_TASK SET:_
**a.** According to the holiday travel passage, why is the week between Christmas and New Year's usually the busiest travel week of the year? Answer in one to three sentences.
**b.** Carry on the holiday travel passage from the end of its New York City paragraph.

══ SELECTED TEXT

Holidays in 2020 look so different from how they have in the past. Maybe you will be having Christmas dinner over Zoom, or you’ve purchased all your gifts online, or maybe you’ve had to cancel that Christmas getaway you take every year. Traditionally, the most traveled week of the year is the week between Christmas and New Year’s. It makes sense! Many companies are closed that week, or work loads are reduced. Families are traveling to visit loved ones, or are using the time off of school and work to get in a family vacation. It’s also exciting to bring in the new year in a new place. This means the week post Dec 25 can also be one of the most expensive weeks to travel. So let’s look forward to next year, and how different life will [hopefully] be 12 months from now and talk about where you can go to maximize your time and money on the most magical week of the year!
The icons: These are the places that are known for their Christmas and winter season festivity! There are lights, and special events and it’s impossible not to feel the magic of the holidays when you’re visiting.
New York City You’ve seen the movies– the Rockefeller tree skirted with ice skating children and lovers, window displays along 5th Avenue, Central Parks lights along the lake, the Rockettes– There’s Christmas magic packed into every corner of the City. After a hard 2020, I have no doubt NYC will be pulling out all the stops for 2021!

════
══ DATA SUPPLIED

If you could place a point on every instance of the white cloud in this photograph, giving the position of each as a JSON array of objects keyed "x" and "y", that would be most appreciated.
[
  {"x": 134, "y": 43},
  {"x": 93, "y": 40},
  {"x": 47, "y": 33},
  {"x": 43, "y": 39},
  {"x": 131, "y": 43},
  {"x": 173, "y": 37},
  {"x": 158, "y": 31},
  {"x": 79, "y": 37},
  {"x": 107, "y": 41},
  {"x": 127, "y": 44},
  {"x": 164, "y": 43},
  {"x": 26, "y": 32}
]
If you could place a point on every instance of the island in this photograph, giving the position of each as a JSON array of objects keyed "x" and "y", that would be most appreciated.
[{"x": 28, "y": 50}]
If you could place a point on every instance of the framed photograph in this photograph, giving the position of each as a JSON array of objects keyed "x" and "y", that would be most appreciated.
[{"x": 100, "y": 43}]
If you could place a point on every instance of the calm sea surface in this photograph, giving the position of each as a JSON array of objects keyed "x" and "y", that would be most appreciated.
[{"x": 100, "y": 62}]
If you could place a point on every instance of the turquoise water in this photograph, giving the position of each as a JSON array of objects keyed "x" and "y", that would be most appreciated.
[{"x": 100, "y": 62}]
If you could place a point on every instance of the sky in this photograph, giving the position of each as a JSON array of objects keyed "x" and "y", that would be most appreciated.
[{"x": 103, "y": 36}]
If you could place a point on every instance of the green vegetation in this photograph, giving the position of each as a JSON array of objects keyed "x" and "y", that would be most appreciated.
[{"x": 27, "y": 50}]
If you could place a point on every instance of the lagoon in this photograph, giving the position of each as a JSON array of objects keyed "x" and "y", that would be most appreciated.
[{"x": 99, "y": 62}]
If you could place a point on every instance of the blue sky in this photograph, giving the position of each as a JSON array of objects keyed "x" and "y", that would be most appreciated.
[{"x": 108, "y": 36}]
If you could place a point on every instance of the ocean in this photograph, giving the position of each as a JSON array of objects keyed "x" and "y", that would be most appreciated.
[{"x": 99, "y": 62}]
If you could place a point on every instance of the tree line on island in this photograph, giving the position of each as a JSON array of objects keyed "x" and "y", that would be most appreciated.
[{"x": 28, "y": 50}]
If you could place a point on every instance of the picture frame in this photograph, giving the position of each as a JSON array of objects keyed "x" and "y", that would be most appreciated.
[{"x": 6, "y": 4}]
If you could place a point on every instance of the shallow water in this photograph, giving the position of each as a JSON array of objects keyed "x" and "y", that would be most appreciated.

════

_RESPONSES IN ORDER:_
**a.** Many companies close or cut back on work that week, so families use the time off from work and school to visit loved ones or take a vacation. People also enjoy welcoming the new year in a new place.

**b.**
European Christmas Markets The Christmas themed vendor markets across Germany and Austria are so popular, that the river cruise industry offers itineraries where you can visit multiple markets over the course of the week! The lively yet cozy traditional markets aren’t just for shopping. There are traditional dances, music, food, ferris wheels, and hundreds of little ways to experience a European Christmas.
Hidden gems: There are places that don’t necessarily come to mind when you think of Christmas travel, but nevertheless there are opportunities for some unique experiences that you and your family will remember for a lifetime.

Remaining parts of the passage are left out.